=== OBJECTIVE ===
Transcribe, word for word, the line containing "the gold necklace." and each line following it through the end of the listing below. Omit all other lines.

=== SOURCE MATERIAL ===

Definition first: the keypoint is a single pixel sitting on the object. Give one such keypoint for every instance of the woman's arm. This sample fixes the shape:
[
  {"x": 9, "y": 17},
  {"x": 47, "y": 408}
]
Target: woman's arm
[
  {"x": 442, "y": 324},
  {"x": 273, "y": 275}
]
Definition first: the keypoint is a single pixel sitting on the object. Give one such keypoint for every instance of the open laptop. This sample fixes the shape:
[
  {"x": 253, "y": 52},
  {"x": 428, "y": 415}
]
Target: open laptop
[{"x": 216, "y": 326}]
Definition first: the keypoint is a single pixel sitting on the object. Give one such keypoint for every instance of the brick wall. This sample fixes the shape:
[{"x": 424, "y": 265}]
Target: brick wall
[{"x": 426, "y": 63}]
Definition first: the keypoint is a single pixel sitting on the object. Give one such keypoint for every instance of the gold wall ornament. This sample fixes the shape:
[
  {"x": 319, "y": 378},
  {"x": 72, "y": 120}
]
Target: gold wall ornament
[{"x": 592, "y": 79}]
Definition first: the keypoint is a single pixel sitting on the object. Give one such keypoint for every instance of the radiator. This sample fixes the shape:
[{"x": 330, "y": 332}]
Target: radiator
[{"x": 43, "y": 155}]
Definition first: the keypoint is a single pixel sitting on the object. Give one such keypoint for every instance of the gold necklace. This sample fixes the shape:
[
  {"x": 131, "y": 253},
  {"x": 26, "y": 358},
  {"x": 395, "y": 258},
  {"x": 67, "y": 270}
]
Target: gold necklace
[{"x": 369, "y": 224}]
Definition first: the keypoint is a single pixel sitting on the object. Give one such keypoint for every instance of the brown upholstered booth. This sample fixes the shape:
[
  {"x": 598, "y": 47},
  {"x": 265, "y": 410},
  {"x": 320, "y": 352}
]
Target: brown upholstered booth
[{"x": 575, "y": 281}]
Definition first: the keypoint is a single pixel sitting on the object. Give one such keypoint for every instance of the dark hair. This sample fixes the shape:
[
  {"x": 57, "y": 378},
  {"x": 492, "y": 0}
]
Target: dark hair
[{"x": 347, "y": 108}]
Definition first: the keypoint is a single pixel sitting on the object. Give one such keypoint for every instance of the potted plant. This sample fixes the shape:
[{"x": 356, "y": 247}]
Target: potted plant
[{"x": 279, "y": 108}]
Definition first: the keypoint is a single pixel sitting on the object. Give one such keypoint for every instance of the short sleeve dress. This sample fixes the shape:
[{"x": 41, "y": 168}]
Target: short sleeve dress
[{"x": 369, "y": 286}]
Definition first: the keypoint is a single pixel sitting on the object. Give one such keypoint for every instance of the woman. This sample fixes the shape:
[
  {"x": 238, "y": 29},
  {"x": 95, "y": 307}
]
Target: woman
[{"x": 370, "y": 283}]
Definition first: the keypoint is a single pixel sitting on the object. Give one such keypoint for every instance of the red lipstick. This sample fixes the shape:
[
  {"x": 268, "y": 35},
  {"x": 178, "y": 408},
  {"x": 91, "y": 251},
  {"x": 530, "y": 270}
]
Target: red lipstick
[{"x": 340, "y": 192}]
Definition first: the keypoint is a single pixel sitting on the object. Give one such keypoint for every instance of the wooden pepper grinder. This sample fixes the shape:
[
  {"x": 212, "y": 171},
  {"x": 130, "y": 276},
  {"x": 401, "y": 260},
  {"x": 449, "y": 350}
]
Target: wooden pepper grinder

=== EXPECTED ANSWER ===
Definition first: the keypoint is a single pixel sitting on the object. Give one such keypoint for every instance of the gold necklace. This sample fixes the shape:
[
  {"x": 131, "y": 253},
  {"x": 26, "y": 358},
  {"x": 395, "y": 258},
  {"x": 67, "y": 270}
]
Target: gold necklace
[{"x": 369, "y": 224}]
Definition first: the keypoint is a single pixel sitting on the object. Give one such keypoint for every instance of the brown upholstered booth. This sample fixes the shape:
[
  {"x": 598, "y": 47},
  {"x": 265, "y": 410},
  {"x": 320, "y": 352}
]
Target: brown upholstered booth
[{"x": 575, "y": 281}]
Definition first: the keypoint is a single pixel sitting on the object. Give one such keypoint for every instance of the dark hair. This sample fixes the shape:
[
  {"x": 57, "y": 378},
  {"x": 492, "y": 0}
]
Target: dark hair
[{"x": 347, "y": 108}]
Definition first: the keypoint is a single pixel sitting on the object. Give one such keypoint for every instance of the potted plant. This sample fixes the shape:
[{"x": 356, "y": 247}]
Target: potted plant
[{"x": 279, "y": 108}]
Definition first: the keypoint is a single pixel sitting on the object. Give one such keypoint for every instance of the short sleeve dress. This sample fixes the shape:
[{"x": 41, "y": 168}]
Target: short sleeve dress
[{"x": 369, "y": 286}]
Definition first: the keypoint is a single pixel sitting on the object. Give one such keypoint for every instance of the woman. This sample fixes the shape:
[
  {"x": 238, "y": 29},
  {"x": 95, "y": 307}
]
Target: woman
[{"x": 370, "y": 283}]
Definition first: the keypoint is a single pixel sitting on the object. Give one such keypoint for every instance of the red lipstick. This sample fixes the shape:
[
  {"x": 268, "y": 35},
  {"x": 178, "y": 408},
  {"x": 91, "y": 251},
  {"x": 530, "y": 270}
]
Target: red lipstick
[{"x": 340, "y": 192}]
Definition first: the keypoint is a single pixel sitting on the object. Give one such keypoint for every instance of the wooden pepper grinder. This sample fixes the shape:
[
  {"x": 212, "y": 171},
  {"x": 130, "y": 276},
  {"x": 401, "y": 260},
  {"x": 449, "y": 350}
]
Target: wooden pepper grinder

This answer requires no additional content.